The company says that it’s still working on a fix right now

Jan 9, 2013 11:11 GMT  ·  By

Patch Tuesday doesn’t bring a fix for the recently discovered Internet Explorer 8 security flaw, but Microsoft claims that it’s still working on it, so an official patch should be released anytime soon.

Even though a security company has revealed that it had managed to bypass Microsoft’s one-click “Fix it” solution for Internet Explorer 8 and older, the Redmond-based software firm says that users are fully protected if they deploy the patch.

“We’ve reviewed the information and are working on an update, which we will make available to all customers on IE6-8 as soon as it is ready for distribution,” said Dustin Childs, group manager, Microsoft Trustworthy Computing, according to ThreatPost.

“In the meantime, the current Fix it, mitigations and workarounds available in Security Advisory 2794220 fully protect against all known active attacks. We also continue to encourage customers to upgrade their browsers to IE9-10, which are not affected by this issue.”

While Internet Explorer 9 and Internet Explorer 10 are not affected by the issue, security vendors across the globe are confirming that more websites have been compromised in order to exploit the flaw.

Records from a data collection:
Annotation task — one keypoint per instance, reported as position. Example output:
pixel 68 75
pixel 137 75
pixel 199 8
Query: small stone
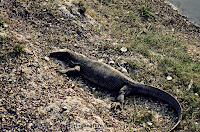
pixel 101 60
pixel 111 62
pixel 149 123
pixel 23 70
pixel 64 108
pixel 123 49
pixel 169 78
pixel 46 58
pixel 30 125
pixel 75 45
pixel 28 51
pixel 5 25
pixel 122 62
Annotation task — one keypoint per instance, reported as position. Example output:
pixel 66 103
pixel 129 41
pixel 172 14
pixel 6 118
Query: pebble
pixel 123 49
pixel 122 62
pixel 111 62
pixel 28 51
pixel 149 123
pixel 46 58
pixel 169 78
pixel 64 108
pixel 5 25
pixel 23 70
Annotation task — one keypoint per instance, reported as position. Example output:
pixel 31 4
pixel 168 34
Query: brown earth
pixel 33 97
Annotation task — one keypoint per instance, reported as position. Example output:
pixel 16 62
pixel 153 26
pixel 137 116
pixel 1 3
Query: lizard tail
pixel 160 94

What you need to do →
1: According to the Internet Explorer article, which versions of the browser are not affected by the issue?
2: Duplicate the part of the Internet Explorer article that opens with the words containing "Jan 9, 2013" and closes with "according to ThreatPost.".
3: Pick up the Internet Explorer article from its last sentence and continue it.
The records have no connection to the Internet Explorer article.

Answers to the exercise →
1: Internet Explorer 9 and Internet Explorer 10.

2:
Jan 9, 2013 11:11 GMT  ·  By

Patch Tuesday doesn’t bring a fix for the recently discovered Internet Explorer 8 security flaw, but Microsoft claims that it’s still working on it, so an official patch should be released anytime soon.

Even though a security company has revealed that it had managed to bypass Microsoft’s one-click “Fix it” solution for Internet Explorer 8 and older, the Redmond-based software firm says that users are fully protected if they deploy the patch.

“We’ve reviewed the information and are working on an update, which we will make available to all customers on IE6-8 as soon as it is ready for distribution,” said Dustin Childs, group manager, Microsoft Trustworthy Computing, according to ThreatPost.

3:
“The whole point of the waterhole tactic is that they believe such sites, although usually not with high numbers of users, will have interesting visitors,” said Jindrich Kubec, Avast Virus Lab’s director of Threat Intelligence. “At least two of the sites use the same spyware binary with exactly same configuration. The rest look a bit different, but we haven’t investigated it thoroughly yet.”

Security firm Exodus announced last week that it had managed to bypass Microsoft’s “Fix it” tool and compromise a fully-patched system.

Details on this exploit are not provided for the time being, as Exodus has decided to let Microsoft address the vulnerability and only then release more information about the way it compromised the browser.